═════ Selected excerpt
Study: Prions likely more mobile in alkaline soils
Prions, the rogue proteins that cause chronic wasting disease and similar maladies, may be more mobile in soil that is more alkaline, suggests a new study by University of Wisconsin–Madison researchers.
That finding has implications for the safe disposal of carcasses of animals infected with chronic wasting disease, “mad cow” disease, scrapie and other prion diseases. Prions from those carcasses can remain infectious in the soil for at least three years. Soil alkalinity varies considerably but can be relatively high in older landfills, especially if lime is spread on the carcasses to speed decomposition.
The study is reported in the April 15 issue of the journal Environmental Science and Technology.
The UW–Madison research team found that as alkalinity increases, prions are less likely to adhere to particles of quartz, a common soil mineral, and are therefore expected to be more mobile, explains Joel Pedersen, an assistant professor of soil science.
Movement of prions in the soil could be a good or bad thing, depending on the situation, Pedersen explains. For example, if they move away from the surface, they’re less likely to be ingested by animals.
“Those that remain near the surface would more accessible to animals and might therefore lead to the spread of chronic wasting,” he points out.
On the other hand, prions that are more mobile might be more likely to migrate through a landfill, he adds.
“In a landfill, if prions are mobile, they could be transported down through the waste, where they could enter the landfill’s leachate collection system, and from there be directed to wastewater treatment plants. If prions survive wastewater treatment, they would be released back into the environment in treated water or in the sludge,” Pedersen says.
══════════
═════ Data extract
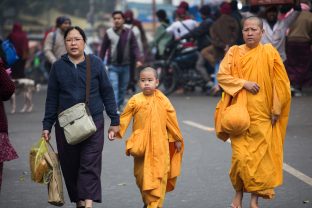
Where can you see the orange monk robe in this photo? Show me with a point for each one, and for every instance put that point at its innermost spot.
(156, 172)
(257, 155)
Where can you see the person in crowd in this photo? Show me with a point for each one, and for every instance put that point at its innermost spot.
(121, 45)
(130, 23)
(7, 87)
(202, 36)
(299, 50)
(156, 142)
(275, 29)
(19, 39)
(54, 46)
(224, 33)
(182, 25)
(81, 164)
(257, 153)
(238, 16)
(161, 38)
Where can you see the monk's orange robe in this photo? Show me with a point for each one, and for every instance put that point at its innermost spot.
(157, 170)
(257, 155)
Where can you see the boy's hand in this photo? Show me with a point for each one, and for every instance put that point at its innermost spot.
(178, 145)
(46, 135)
(8, 71)
(112, 131)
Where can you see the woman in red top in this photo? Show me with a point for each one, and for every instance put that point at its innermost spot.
(7, 88)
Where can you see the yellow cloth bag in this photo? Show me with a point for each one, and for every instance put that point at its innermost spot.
(39, 168)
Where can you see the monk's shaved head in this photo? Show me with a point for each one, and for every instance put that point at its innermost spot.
(151, 70)
(255, 18)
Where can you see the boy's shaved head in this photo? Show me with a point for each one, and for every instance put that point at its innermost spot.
(255, 18)
(150, 69)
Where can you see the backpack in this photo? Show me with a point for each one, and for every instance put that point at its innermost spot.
(8, 52)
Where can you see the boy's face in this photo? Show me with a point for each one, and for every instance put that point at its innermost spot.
(148, 82)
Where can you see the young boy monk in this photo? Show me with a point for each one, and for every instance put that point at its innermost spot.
(156, 143)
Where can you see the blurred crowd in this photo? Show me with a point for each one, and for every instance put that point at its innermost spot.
(210, 30)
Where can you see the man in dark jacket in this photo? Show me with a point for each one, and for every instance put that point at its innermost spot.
(201, 35)
(120, 45)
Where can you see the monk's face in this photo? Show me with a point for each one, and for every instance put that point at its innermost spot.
(252, 33)
(148, 82)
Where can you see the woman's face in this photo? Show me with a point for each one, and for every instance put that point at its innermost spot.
(74, 44)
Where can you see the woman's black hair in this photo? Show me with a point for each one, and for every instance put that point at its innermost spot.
(162, 16)
(82, 33)
(118, 12)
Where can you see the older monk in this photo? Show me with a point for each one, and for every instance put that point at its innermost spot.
(257, 153)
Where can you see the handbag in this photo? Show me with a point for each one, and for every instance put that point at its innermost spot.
(77, 121)
(231, 115)
(55, 185)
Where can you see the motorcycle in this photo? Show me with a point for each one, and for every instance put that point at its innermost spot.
(178, 68)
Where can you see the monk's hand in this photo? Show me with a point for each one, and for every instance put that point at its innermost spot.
(252, 87)
(274, 118)
(46, 135)
(178, 145)
(112, 131)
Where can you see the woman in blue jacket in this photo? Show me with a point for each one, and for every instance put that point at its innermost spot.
(80, 163)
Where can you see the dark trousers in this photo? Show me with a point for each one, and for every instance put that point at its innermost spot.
(1, 170)
(81, 164)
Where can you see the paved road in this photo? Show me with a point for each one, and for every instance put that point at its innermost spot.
(204, 182)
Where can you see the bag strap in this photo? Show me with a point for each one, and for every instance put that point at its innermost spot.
(88, 79)
(242, 94)
(47, 142)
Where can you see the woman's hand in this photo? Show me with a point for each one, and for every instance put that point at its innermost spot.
(178, 145)
(46, 135)
(252, 87)
(112, 131)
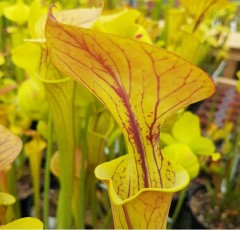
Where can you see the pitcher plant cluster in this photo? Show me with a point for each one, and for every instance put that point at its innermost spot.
(97, 99)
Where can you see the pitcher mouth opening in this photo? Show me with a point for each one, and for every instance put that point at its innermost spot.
(105, 172)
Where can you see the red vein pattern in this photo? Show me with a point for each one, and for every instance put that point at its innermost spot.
(140, 84)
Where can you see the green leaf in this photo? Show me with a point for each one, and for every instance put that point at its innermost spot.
(24, 223)
(166, 139)
(202, 146)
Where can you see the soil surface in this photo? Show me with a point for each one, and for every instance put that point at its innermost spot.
(212, 217)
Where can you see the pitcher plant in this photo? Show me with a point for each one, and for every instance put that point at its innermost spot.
(141, 85)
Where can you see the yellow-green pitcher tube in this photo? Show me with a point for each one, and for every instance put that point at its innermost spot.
(148, 207)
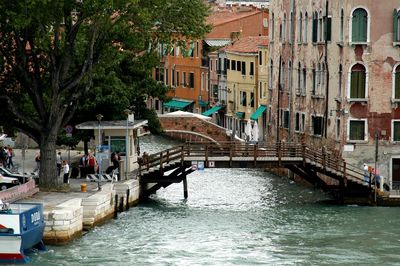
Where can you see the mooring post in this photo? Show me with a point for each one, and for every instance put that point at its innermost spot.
(185, 192)
(115, 206)
(127, 199)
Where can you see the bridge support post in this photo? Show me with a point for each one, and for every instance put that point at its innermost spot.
(185, 191)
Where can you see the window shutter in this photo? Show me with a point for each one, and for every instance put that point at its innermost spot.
(395, 26)
(315, 29)
(397, 85)
(354, 85)
(328, 33)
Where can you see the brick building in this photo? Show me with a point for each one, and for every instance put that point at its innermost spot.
(335, 82)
══════════
* Problem requirements:
According to the article on prions in soil, how long can prions from infected carcasses stay infectious in the soil? The entries are not needed for any task here.

* Written answer:
At least three years.